* _ASSIGNMENT_:
Write out exactly the lines from the first line of the records below through the line that contains "of the blurred", and stop there.

[[ SOURCE MATERIAL open ]]

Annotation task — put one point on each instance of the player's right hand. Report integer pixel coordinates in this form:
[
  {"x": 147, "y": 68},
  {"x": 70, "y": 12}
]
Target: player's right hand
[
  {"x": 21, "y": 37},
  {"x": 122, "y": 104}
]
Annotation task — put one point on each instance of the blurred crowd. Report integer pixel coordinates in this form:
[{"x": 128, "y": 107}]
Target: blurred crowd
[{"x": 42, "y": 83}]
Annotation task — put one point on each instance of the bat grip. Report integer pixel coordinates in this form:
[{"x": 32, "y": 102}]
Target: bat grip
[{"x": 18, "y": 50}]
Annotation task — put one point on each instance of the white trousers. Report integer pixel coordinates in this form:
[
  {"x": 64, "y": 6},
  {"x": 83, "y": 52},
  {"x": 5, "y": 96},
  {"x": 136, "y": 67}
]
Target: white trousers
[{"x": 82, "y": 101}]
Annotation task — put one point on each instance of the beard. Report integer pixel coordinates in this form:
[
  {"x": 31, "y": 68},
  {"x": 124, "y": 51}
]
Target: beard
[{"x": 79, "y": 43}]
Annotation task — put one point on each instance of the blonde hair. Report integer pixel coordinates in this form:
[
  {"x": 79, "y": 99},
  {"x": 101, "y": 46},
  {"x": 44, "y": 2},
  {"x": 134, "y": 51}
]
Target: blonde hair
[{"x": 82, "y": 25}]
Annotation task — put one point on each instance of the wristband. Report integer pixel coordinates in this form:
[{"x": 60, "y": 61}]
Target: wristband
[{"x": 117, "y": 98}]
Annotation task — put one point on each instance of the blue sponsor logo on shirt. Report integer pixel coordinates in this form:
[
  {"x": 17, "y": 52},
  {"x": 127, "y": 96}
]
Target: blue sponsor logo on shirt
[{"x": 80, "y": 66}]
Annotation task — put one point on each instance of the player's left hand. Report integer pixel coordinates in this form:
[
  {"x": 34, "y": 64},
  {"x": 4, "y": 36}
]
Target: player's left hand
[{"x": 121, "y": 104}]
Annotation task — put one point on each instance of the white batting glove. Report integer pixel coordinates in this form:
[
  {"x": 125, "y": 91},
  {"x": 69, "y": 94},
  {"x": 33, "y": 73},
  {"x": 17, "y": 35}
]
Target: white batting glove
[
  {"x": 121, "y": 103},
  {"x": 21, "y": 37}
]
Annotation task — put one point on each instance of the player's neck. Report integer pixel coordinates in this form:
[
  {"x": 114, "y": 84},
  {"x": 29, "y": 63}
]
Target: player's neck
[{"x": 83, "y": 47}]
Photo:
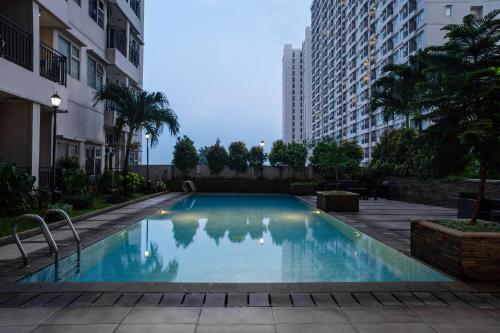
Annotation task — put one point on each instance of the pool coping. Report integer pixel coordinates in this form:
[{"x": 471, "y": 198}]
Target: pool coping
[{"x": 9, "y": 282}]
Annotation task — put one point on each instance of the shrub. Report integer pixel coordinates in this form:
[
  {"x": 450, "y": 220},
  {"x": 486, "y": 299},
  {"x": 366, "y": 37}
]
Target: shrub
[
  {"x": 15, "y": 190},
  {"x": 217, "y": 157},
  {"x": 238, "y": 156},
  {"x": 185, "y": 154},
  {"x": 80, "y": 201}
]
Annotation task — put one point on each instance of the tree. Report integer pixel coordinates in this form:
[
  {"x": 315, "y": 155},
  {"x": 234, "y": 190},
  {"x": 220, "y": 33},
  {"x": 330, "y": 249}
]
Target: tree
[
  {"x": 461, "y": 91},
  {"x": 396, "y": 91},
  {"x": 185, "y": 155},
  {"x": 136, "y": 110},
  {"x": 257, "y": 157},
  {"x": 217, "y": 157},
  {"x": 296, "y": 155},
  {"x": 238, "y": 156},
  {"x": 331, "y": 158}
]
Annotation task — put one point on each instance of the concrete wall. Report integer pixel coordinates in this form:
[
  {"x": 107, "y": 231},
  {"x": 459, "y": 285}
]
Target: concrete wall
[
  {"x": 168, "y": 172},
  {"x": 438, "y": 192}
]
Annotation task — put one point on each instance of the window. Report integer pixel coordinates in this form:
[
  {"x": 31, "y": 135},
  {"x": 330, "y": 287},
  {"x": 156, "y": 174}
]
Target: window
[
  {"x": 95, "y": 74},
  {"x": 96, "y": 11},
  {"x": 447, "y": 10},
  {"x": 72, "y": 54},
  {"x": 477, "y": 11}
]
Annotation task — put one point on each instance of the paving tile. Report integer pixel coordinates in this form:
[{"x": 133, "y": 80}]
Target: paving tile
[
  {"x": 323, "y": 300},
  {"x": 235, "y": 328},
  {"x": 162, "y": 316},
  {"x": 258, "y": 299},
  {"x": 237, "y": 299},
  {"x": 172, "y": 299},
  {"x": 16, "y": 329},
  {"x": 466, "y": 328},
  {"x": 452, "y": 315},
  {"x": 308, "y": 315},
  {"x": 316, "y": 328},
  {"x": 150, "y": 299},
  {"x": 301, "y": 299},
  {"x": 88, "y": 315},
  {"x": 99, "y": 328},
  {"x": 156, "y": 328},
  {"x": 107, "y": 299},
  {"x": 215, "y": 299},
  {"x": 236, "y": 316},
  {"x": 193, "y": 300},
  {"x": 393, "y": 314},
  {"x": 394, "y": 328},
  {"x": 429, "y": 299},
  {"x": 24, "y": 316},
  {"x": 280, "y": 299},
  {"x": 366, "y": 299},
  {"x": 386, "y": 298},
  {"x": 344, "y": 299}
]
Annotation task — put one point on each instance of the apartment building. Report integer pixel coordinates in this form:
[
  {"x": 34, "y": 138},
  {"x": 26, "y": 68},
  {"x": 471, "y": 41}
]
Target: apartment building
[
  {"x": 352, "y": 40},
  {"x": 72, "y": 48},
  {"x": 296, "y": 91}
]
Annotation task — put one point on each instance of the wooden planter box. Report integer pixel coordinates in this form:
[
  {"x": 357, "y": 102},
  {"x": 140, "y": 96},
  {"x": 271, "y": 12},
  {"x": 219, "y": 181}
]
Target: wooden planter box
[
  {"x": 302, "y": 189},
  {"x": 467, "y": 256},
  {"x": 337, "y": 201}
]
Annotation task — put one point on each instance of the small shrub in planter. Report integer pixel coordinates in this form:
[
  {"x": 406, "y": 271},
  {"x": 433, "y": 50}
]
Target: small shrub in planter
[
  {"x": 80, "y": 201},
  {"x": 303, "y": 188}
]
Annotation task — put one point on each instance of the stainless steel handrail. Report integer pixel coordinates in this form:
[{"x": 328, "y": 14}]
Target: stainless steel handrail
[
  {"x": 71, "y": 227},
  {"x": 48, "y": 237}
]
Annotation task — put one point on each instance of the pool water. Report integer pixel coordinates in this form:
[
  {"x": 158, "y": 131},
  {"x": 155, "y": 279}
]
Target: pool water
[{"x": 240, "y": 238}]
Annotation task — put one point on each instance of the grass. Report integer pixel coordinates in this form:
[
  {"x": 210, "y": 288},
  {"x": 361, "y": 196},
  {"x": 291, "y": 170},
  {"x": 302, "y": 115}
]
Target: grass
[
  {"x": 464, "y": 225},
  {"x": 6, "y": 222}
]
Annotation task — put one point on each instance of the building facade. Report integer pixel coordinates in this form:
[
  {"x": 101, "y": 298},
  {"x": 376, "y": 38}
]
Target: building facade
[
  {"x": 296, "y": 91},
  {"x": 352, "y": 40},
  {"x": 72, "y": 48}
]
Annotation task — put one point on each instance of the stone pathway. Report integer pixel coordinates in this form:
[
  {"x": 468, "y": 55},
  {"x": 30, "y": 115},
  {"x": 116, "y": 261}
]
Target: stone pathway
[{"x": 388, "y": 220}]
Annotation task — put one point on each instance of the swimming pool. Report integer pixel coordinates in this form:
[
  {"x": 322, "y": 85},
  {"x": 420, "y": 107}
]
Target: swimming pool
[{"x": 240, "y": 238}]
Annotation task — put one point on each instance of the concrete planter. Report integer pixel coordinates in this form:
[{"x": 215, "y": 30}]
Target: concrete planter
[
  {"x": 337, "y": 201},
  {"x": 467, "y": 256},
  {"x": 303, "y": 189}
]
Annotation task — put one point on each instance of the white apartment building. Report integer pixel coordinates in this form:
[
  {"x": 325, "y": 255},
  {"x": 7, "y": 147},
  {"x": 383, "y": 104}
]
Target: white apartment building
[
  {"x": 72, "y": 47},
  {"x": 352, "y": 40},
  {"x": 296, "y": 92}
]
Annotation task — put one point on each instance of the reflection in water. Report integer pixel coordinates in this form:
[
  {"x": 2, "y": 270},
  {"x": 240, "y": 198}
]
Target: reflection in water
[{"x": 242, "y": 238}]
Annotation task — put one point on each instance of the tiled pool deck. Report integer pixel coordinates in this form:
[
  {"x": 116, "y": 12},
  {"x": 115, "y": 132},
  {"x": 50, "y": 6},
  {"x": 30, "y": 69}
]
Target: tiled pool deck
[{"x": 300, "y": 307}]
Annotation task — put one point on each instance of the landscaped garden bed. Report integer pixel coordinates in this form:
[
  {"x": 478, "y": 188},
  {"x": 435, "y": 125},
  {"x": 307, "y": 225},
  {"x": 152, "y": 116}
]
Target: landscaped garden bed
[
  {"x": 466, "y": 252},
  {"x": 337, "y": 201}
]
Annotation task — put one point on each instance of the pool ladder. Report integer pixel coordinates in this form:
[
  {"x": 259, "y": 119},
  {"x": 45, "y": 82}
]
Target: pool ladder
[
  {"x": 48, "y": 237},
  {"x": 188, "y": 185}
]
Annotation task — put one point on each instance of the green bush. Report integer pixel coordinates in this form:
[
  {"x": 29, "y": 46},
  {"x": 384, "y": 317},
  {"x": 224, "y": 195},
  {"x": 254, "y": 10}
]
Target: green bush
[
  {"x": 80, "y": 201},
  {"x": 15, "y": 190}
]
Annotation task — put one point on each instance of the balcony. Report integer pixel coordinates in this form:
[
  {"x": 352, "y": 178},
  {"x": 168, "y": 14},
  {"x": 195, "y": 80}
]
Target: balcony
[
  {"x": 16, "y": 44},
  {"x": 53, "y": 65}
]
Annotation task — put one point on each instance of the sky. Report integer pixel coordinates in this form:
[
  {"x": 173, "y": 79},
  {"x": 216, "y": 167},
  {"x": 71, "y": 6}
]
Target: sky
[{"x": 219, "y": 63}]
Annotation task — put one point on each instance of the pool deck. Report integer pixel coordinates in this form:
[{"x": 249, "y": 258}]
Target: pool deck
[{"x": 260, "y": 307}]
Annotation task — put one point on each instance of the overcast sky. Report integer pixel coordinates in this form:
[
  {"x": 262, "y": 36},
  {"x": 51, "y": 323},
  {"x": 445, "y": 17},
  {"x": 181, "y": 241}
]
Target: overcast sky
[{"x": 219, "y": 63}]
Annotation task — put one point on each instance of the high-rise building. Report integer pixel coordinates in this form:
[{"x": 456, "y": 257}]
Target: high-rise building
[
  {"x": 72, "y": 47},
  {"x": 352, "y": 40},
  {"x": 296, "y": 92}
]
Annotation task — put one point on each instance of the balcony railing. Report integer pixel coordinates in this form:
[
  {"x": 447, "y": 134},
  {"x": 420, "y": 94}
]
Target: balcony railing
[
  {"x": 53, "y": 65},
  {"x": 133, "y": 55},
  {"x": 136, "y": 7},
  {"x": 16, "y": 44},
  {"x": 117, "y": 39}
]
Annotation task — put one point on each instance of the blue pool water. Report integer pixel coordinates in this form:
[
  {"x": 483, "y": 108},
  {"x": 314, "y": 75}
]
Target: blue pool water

[[ SOURCE MATERIAL closed ]]

* _REPLY_:
Annotation task — put one point on each instance of the player's right hand. Report integer pixel coordinates in this form:
[
  {"x": 147, "y": 68},
  {"x": 70, "y": 12}
]
Target: player's right hand
[
  {"x": 21, "y": 37},
  {"x": 122, "y": 104}
]
Annotation task — put one point on each instance of the blurred crowd. Report integer pixel coordinates in this form:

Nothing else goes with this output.